◆ Given data ◆
.....

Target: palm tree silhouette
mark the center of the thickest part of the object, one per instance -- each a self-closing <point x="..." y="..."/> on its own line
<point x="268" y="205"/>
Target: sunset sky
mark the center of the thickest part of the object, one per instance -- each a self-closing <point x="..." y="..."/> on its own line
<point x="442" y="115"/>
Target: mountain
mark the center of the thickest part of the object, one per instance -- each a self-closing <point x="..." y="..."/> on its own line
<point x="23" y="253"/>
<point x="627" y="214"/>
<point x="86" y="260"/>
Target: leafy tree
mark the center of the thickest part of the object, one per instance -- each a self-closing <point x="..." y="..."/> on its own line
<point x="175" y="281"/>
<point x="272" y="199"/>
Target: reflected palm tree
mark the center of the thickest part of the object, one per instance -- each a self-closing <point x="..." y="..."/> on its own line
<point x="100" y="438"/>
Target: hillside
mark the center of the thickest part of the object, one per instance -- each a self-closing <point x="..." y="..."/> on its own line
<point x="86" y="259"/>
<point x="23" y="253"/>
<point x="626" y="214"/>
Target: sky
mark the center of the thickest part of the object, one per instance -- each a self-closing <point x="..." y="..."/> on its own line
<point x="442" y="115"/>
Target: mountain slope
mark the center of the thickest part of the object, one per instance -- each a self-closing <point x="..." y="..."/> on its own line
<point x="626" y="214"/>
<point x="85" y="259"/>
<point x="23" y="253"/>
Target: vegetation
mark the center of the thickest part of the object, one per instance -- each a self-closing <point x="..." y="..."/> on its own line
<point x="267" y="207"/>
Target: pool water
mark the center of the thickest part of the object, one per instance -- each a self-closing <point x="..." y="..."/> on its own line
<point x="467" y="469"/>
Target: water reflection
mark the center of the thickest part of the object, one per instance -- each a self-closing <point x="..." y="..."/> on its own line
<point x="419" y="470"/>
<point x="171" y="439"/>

.....

◆ Task to carry out ◆
From the top of the material above, print every line exactly, ending with the line that holds "Target: sunset sky".

◆ Reply ◆
Target: palm tree silhouette
mark the center of the thickest part of the object, one per instance -- each a self-closing <point x="..." y="..."/> on its own line
<point x="268" y="205"/>
Target: sunset sky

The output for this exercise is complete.